CONSIGNES:
- 1) Traduisez en anglais cette phrase de l'article sur le Golfe : « On se rappelle à peine que MM. George Bush et François Mitterrand, à la mi-1991, avaient chacun publié un plan de désarmement du Proche-Orient. »
- 2) Transcrivez fidèlement le passage de l'article sur le Golfe qui commence par « Illusoire sécurité collective » et se poursuit jusqu'à « alliés des Occidentaux. ».
- 3) Répondez brièvement à ces questions sur l'article sur le Golfe.
(a) Combien de temps après l'offensive contre M. Saddam Hussein l'ordre régional est-il décrit comme encore plus vulnérable ?
(b) Sur quel modèle européen une structure régionale de sécurité aurait-elle pu être mise en place ?
(c) À quelle conférence le président Bush a-t-il amené Israël et ses adversaires arabes à la table de négociation ?

TEXTE DE LA PAGE:
++++++++++

REGAIN D'ACTIVISME DANS LE GOLFE

Illusoire sécurité collective sans l'Irak et l'Iran

OLIVIER DA LAGE

Deux ans après l'offensive déclenchée contre M. Saddam Hussein par les Etats-Unis et leurs alliés à la suite de l'invasion du Koweït, l'ordre régional est encore plus vulnérable. Au Conseil de coopération du Golfe, les monarchies pétrolières, déchirées par des conflits frontaliers, ont été incapables de s'entendre sur un projet commun de sécurité collective excluant l'Irak mais aussi l'Iran dont les ambitions inquiètent les alliés des Occidentaux.    

Au lendemain de la libération du Koweït et de la défaite irakienne, la marge de manoeuvre dont disposaient les alliés, à commencer par le président Bush, était considérable. Ce dernier a su en user en amenant Isra‘l et ses adversaires arabes à la table de négociation, à la conférence de Madrid. Dans la région du Golfe, les Occidentaux auraient pu faire en sorte que se mette en place une structure régionale de sécurité sur le modèle de la CSCE en Europe. Les monarchies du Golfe, l'Iran, l'Irak et les grandes puissances s'y seraient retrouvés, non au sein d'une alliance militaire, certes, mais dans un cadre où aurait pu se développer un dialogue politique et où, année après année, des mesures de confiance auraient progressivement désamorcé méfiance et hostilité. N'en parlons plus: l'occasion n'a pas été saisie, Américains, Français et Britanniques ayant préféré vendre des armes aux monarchies du Golfe par dizaines de milliards de dollars. On se rappelle à peine que MM. George Bush et François Mitterrand, à la mi-1991, avaient chacun publié un plan de désarmement du Proche-Orient.

++++++++++

DONNÉES ENREGISTRÉES:
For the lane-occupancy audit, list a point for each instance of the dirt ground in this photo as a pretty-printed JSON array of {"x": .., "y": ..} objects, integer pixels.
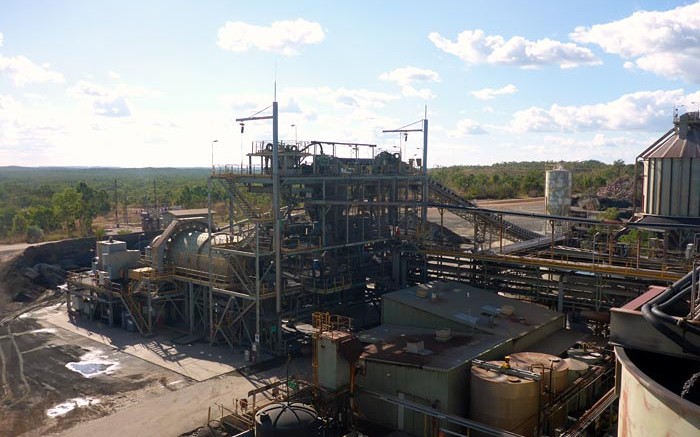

++++++++++

CORRIGÉ:
- 1) One scarcely remembers that Messrs. George Bush and François Mitterrand had each published, in mid-1991, a disarmament plan for the Middle East.

- 2)
Illusoire sécurité collective sans l'Irak et l'Iran

OLIVIER DA LAGE

Deux ans après l'offensive déclenchée contre M. Saddam Hussein par les Etats-Unis et leurs alliés à la suite de l'invasion du Koweït, l'ordre régional est encore plus vulnérable. Au Conseil de coopération du Golfe, les monarchies pétrolières, déchirées par des conflits frontaliers, ont été incapables de s'entendre sur un projet commun de sécurité collective excluant l'Irak mais aussi l'Iran dont les ambitions inquiètent les alliés des Occidentaux.

- 3)
(a) Deux ans.
(b) La CSCE.
(c) La conférence de Madrid.